EXERCISE OBJECTIVE →
How many lines of the items contain the word "prompts", with case counting? Give only the number.
── MATERIAL SHOWN ──
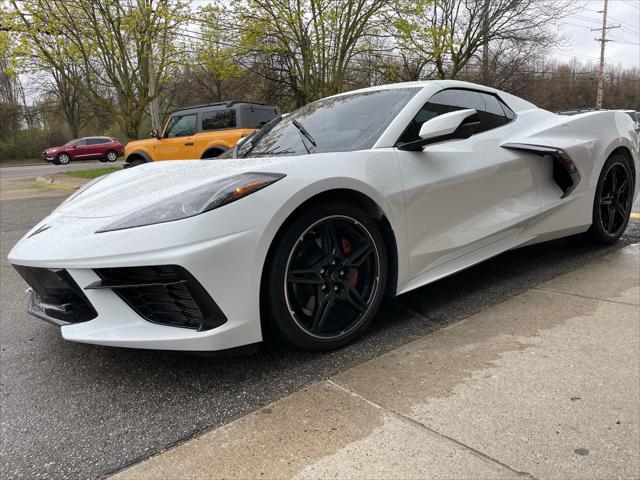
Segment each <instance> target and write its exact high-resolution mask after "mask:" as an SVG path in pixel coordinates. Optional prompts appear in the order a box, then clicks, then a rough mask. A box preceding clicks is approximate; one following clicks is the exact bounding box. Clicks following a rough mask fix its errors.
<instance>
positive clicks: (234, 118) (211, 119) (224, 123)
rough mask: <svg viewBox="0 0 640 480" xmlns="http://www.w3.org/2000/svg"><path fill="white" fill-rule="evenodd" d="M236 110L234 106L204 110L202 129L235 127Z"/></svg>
mask: <svg viewBox="0 0 640 480" xmlns="http://www.w3.org/2000/svg"><path fill="white" fill-rule="evenodd" d="M235 126H236V111H235V109H233V108H229V109H222V110H211V111H209V112H202V130H218V129H221V128H235Z"/></svg>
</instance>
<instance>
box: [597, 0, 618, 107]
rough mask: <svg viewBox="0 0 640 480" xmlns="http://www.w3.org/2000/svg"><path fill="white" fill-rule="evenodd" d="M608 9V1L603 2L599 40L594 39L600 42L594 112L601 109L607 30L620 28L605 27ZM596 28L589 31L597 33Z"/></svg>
mask: <svg viewBox="0 0 640 480" xmlns="http://www.w3.org/2000/svg"><path fill="white" fill-rule="evenodd" d="M608 7H609V0H604V10H603V11H602V33H601V34H600V38H596V40H598V41H599V42H600V68H599V69H598V93H597V95H596V110H600V109H601V108H602V97H603V96H604V47H605V45H606V44H607V42H610V41H611V40H607V30H610V29H612V28H620V25H616V26H612V27H607V9H608ZM597 30H598V29H597V28H592V29H591V31H592V32H595V31H597Z"/></svg>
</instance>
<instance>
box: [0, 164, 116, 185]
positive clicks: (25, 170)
mask: <svg viewBox="0 0 640 480" xmlns="http://www.w3.org/2000/svg"><path fill="white" fill-rule="evenodd" d="M122 165H124V161H123V160H118V161H117V162H114V163H108V162H106V163H103V162H99V161H89V162H71V163H69V164H68V165H53V164H51V163H46V162H44V161H43V162H42V165H25V166H17V167H0V179H1V180H18V179H24V178H36V177H39V176H41V175H47V174H50V173H61V172H71V171H74V170H91V169H93V168H105V167H122Z"/></svg>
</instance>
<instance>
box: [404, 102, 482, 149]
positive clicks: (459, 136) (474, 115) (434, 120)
mask: <svg viewBox="0 0 640 480" xmlns="http://www.w3.org/2000/svg"><path fill="white" fill-rule="evenodd" d="M479 126H480V122H479V120H478V113H477V112H476V110H475V109H473V108H468V109H465V110H456V111H454V112H448V113H443V114H442V115H438V116H437V117H434V118H432V119H431V120H428V121H426V122H424V123H423V124H422V127H421V128H420V133H419V134H418V136H419V137H420V139H419V140H415V141H413V142H409V143H405V144H404V145H400V146H399V147H398V148H399V149H400V150H409V151H417V150H422V148H423V147H424V146H425V145H429V144H430V143H435V142H442V141H444V140H455V139H463V138H469V137H470V136H471V135H473V134H474V133H476V132H477V131H478V127H479Z"/></svg>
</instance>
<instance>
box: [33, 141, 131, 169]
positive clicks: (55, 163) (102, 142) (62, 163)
mask: <svg viewBox="0 0 640 480" xmlns="http://www.w3.org/2000/svg"><path fill="white" fill-rule="evenodd" d="M122 155H124V148H123V147H122V144H121V143H120V141H119V140H118V139H117V138H111V137H84V138H77V139H75V140H71V141H69V142H67V143H65V144H64V145H63V146H61V147H53V148H47V149H46V150H45V151H43V152H42V158H43V159H44V160H46V161H47V162H53V163H55V164H56V165H66V164H67V163H69V162H70V161H71V160H94V159H98V160H100V161H101V162H115V161H116V160H117V159H118V157H121V156H122Z"/></svg>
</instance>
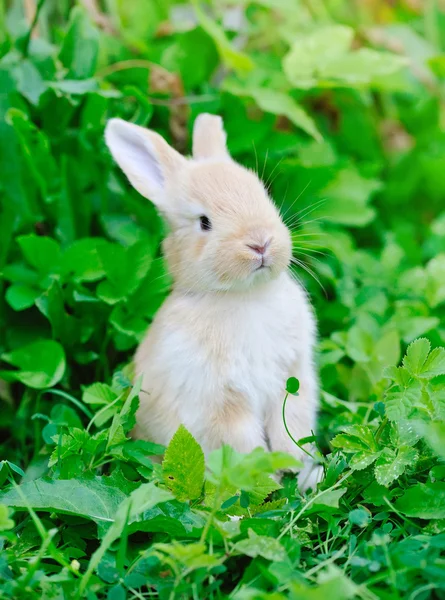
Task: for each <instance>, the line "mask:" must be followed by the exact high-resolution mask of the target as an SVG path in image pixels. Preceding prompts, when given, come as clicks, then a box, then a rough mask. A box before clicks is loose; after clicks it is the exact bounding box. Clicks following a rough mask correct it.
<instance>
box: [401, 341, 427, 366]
mask: <svg viewBox="0 0 445 600" xmlns="http://www.w3.org/2000/svg"><path fill="white" fill-rule="evenodd" d="M430 348H431V344H430V343H429V341H428V340H427V339H426V338H420V339H418V340H416V341H415V342H413V343H412V344H410V345H409V346H408V349H407V351H406V356H405V358H404V359H403V366H404V367H405V369H407V370H408V371H409V372H410V373H411V375H419V374H420V373H421V372H422V370H423V366H424V364H425V361H426V359H427V357H428V354H429V351H430Z"/></svg>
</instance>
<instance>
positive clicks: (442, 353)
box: [419, 348, 445, 379]
mask: <svg viewBox="0 0 445 600" xmlns="http://www.w3.org/2000/svg"><path fill="white" fill-rule="evenodd" d="M438 375H445V348H434V350H432V351H431V353H430V355H429V356H428V358H427V359H426V361H425V363H424V364H423V366H422V370H421V372H420V373H419V377H421V378H422V379H432V378H433V377H437V376H438Z"/></svg>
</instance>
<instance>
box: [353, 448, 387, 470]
mask: <svg viewBox="0 0 445 600" xmlns="http://www.w3.org/2000/svg"><path fill="white" fill-rule="evenodd" d="M379 456H380V452H370V451H369V450H366V451H363V452H357V454H354V456H353V457H352V458H351V462H350V463H349V465H350V467H351V469H353V470H354V471H361V470H362V469H366V467H369V465H372V463H373V462H375V461H376V460H377V459H378V457H379Z"/></svg>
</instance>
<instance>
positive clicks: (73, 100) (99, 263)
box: [0, 0, 445, 600]
mask: <svg viewBox="0 0 445 600" xmlns="http://www.w3.org/2000/svg"><path fill="white" fill-rule="evenodd" d="M36 4H37V5H38V14H37V15H36V13H35V9H36ZM232 4H233V3H230V2H223V1H213V2H210V3H207V4H204V3H202V4H201V3H198V2H192V3H185V4H184V3H179V2H174V1H168V2H163V3H157V2H154V1H153V2H152V1H150V2H147V1H145V0H132V2H131V3H124V2H104V3H95V2H91V3H79V5H76V6H72V3H71V2H69V1H68V0H66V1H64V2H59V1H57V2H56V1H55V0H46V1H42V2H38V3H36V2H31V1H30V2H27V3H25V4H24V5H23V6H22V3H21V2H19V1H16V2H15V1H9V0H8V1H7V2H3V3H2V4H0V7H1V10H2V11H3V12H2V13H0V14H4V15H5V18H4V19H0V57H1V58H0V89H1V94H0V113H1V118H0V135H1V139H2V145H1V146H0V239H1V244H0V289H1V294H0V360H1V363H0V403H1V411H2V419H1V423H0V433H1V438H0V439H1V441H0V447H1V451H2V453H1V457H2V459H3V460H2V462H1V463H0V485H1V492H0V598H14V599H20V598H23V599H26V600H28V599H33V598H36V599H45V600H46V599H48V600H49V599H50V598H61V599H76V598H83V597H85V598H88V599H96V598H97V599H107V600H122V599H124V598H128V599H141V598H161V599H165V600H170V599H171V600H173V599H174V598H176V599H180V598H181V599H182V598H184V599H185V598H193V599H199V600H202V599H205V598H209V599H210V598H212V599H215V600H216V599H222V598H230V599H233V600H250V599H252V600H253V599H255V600H261V599H263V598H264V599H266V598H267V599H272V600H281V599H284V598H290V599H293V600H297V599H298V600H306V599H307V600H316V599H317V598H322V597H325V596H327V595H329V598H330V600H337V599H338V600H343V599H347V598H363V599H365V600H368V599H373V598H383V599H388V600H389V599H391V600H393V599H397V598H404V599H405V598H406V599H409V600H426V599H429V598H431V599H435V598H445V533H444V530H445V527H444V525H445V462H444V460H445V453H444V448H445V350H444V348H443V346H444V345H445V325H444V323H445V320H444V315H445V287H444V281H445V212H444V205H443V198H444V196H445V183H444V178H443V172H444V168H445V162H444V161H445V159H444V158H443V157H444V156H445V138H444V134H443V130H442V123H443V116H444V98H443V73H444V70H443V53H444V50H445V17H444V14H443V13H442V12H441V10H440V7H439V3H436V2H428V3H427V4H426V5H425V7H423V6H422V4H421V3H419V5H417V4H416V3H407V2H398V3H391V4H390V3H388V4H384V5H383V3H381V2H367V3H366V5H365V4H363V3H362V2H359V1H357V2H346V1H342V0H341V1H339V2H335V3H333V2H328V1H326V0H325V1H324V2H298V3H297V2H296V3H295V4H294V3H288V2H277V3H276V5H274V6H272V5H271V3H268V2H263V1H260V0H258V1H257V2H247V1H246V2H243V3H237V6H238V4H239V6H238V8H236V10H238V11H239V13H238V16H237V15H236V14H235V13H236V10H235V12H233V10H232V12H230V10H229V9H230V6H232ZM85 7H87V8H85ZM232 8H233V7H232ZM230 15H231V17H230ZM229 17H230V18H229ZM235 17H236V18H235ZM238 18H242V19H243V20H244V24H243V25H242V28H241V29H242V31H238V30H237V25H236V23H237V19H238ZM420 48H421V49H422V51H420ZM197 49H199V51H197ZM308 49H309V50H308ZM394 51H396V52H394ZM204 111H207V112H214V113H218V114H221V115H222V116H223V118H224V122H225V126H226V129H227V132H228V141H229V149H230V151H231V153H232V155H233V156H234V158H235V159H236V160H238V161H239V162H241V163H242V164H245V165H246V166H248V167H251V168H254V169H256V170H257V171H258V172H259V173H260V174H262V178H263V180H264V181H265V182H268V186H269V188H270V192H271V195H272V196H273V198H274V199H275V201H276V202H277V205H278V206H280V207H281V211H282V214H283V215H285V219H286V221H287V223H288V224H289V226H290V228H291V231H292V237H293V240H294V258H295V265H294V267H293V269H294V274H295V276H298V277H299V278H300V279H301V280H302V281H303V283H304V285H305V286H306V288H307V289H308V292H309V293H310V295H311V299H312V301H313V304H314V308H315V311H316V314H317V318H318V323H319V330H320V339H319V344H318V357H317V360H318V367H319V372H320V382H321V401H322V410H321V413H320V419H319V426H318V431H317V432H316V436H315V438H314V439H313V440H312V439H311V440H310V441H314V442H315V444H316V447H317V454H318V455H319V458H320V460H321V461H322V463H323V466H324V469H325V474H324V478H323V481H322V482H321V483H320V484H319V485H318V486H317V489H315V490H312V491H310V492H309V493H308V494H307V495H304V496H302V495H301V494H300V493H299V491H298V490H297V489H296V482H295V477H294V476H292V475H287V476H285V477H284V478H283V480H282V482H281V485H280V484H278V483H276V481H275V480H274V479H272V478H271V477H270V476H271V475H272V474H274V473H275V472H276V471H277V470H280V469H285V468H287V467H291V466H293V461H292V459H291V458H290V457H288V456H286V455H282V454H278V453H265V452H264V451H262V450H260V449H258V450H256V451H254V452H253V453H252V454H250V455H238V454H237V453H235V452H234V451H233V450H231V449H230V448H228V447H224V448H222V449H220V450H218V451H216V452H215V453H214V454H213V455H212V456H211V457H210V458H209V459H208V460H207V464H205V463H204V457H203V454H202V450H201V448H200V447H199V445H198V444H197V442H196V441H195V440H194V439H193V437H192V436H191V434H190V433H189V432H188V431H187V430H186V429H184V428H180V429H179V430H178V432H177V433H176V435H175V437H174V438H173V440H172V442H171V444H170V445H169V447H168V448H167V449H165V448H164V447H162V446H159V445H156V444H153V443H152V442H150V441H135V440H132V439H130V437H129V432H130V430H131V429H132V427H133V425H134V420H135V418H134V415H135V411H136V408H137V403H138V385H139V383H138V382H135V384H134V386H133V383H132V372H131V358H132V355H133V352H134V350H135V348H136V346H137V344H138V343H139V342H140V341H141V339H142V336H143V335H144V333H145V331H146V329H147V327H149V325H150V322H151V320H152V319H153V316H154V315H155V314H156V311H157V310H158V308H159V306H160V305H161V304H162V302H163V300H164V299H165V297H166V295H167V294H168V292H169V290H170V286H171V280H170V277H169V275H168V273H167V272H166V270H165V267H164V264H163V260H162V255H161V251H160V242H161V240H162V238H163V235H164V224H163V222H162V220H161V219H160V218H159V216H158V215H157V214H156V211H155V209H154V208H153V206H152V205H151V204H150V203H148V202H147V201H145V200H144V199H142V198H141V197H140V196H139V195H138V194H137V193H136V192H134V191H133V190H131V189H130V188H129V186H128V183H127V182H126V180H125V178H124V177H123V176H122V174H121V173H120V172H119V171H118V170H117V169H116V167H115V165H114V164H113V161H112V160H111V157H110V156H109V153H108V152H107V150H106V147H105V144H104V141H103V129H104V126H105V123H106V120H107V119H108V118H111V117H115V116H118V117H122V118H125V119H127V120H131V121H133V122H135V123H138V124H140V125H144V126H149V127H151V128H153V129H155V130H156V131H158V132H159V133H161V134H162V135H163V136H164V137H166V138H167V139H168V140H169V142H171V143H172V144H173V145H174V146H175V147H176V148H178V149H179V150H181V151H182V152H185V153H187V152H188V150H189V147H190V131H191V126H192V123H193V121H194V119H195V117H196V115H197V114H199V113H200V112H204ZM134 264H138V265H139V268H138V269H137V270H136V272H135V270H134V269H133V268H132V266H133V265H134ZM288 391H289V392H293V393H297V392H296V382H295V381H290V382H289V383H288ZM285 399H286V390H283V402H284V403H285ZM290 434H291V435H292V432H290ZM296 442H298V443H300V444H303V445H305V444H306V443H308V440H296ZM164 452H165V457H164V461H163V462H162V463H159V462H158V461H156V460H152V458H153V457H156V456H159V455H162V454H164ZM184 464H185V465H187V468H184ZM189 465H194V468H193V469H190V468H189Z"/></svg>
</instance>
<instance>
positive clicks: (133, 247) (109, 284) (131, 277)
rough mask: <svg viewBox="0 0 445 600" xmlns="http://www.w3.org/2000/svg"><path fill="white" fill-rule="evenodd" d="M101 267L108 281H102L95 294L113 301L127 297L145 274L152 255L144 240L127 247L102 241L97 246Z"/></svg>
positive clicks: (115, 301)
mask: <svg viewBox="0 0 445 600" xmlns="http://www.w3.org/2000/svg"><path fill="white" fill-rule="evenodd" d="M97 251H98V254H99V258H100V261H101V264H102V267H103V269H104V271H105V274H106V276H107V279H108V281H107V282H102V283H101V284H100V285H99V287H98V289H97V294H98V296H99V297H100V298H102V299H103V300H104V301H105V302H108V303H109V304H114V303H115V302H117V301H119V300H121V299H123V298H126V297H128V296H129V295H130V294H132V293H133V292H134V291H135V290H136V289H137V288H138V286H139V285H140V283H141V281H142V280H143V279H144V277H145V276H146V275H147V273H148V271H149V269H150V267H151V264H152V256H151V254H150V252H147V246H146V244H145V243H144V242H140V243H136V244H134V245H133V246H130V247H129V248H123V247H122V246H119V245H118V244H111V243H108V244H107V243H103V244H101V245H100V246H98V248H97Z"/></svg>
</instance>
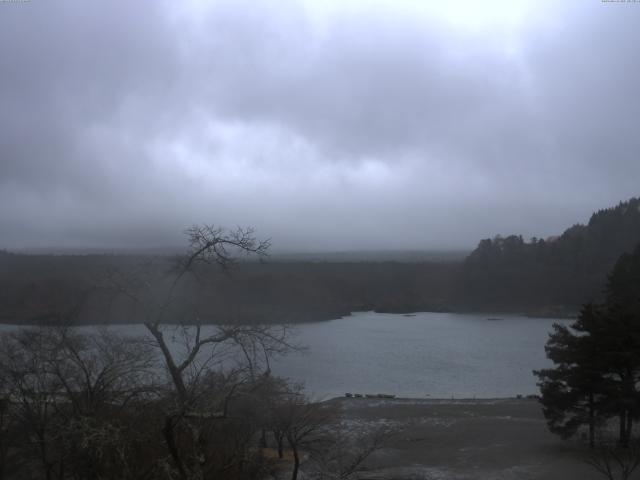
───
RESULT →
2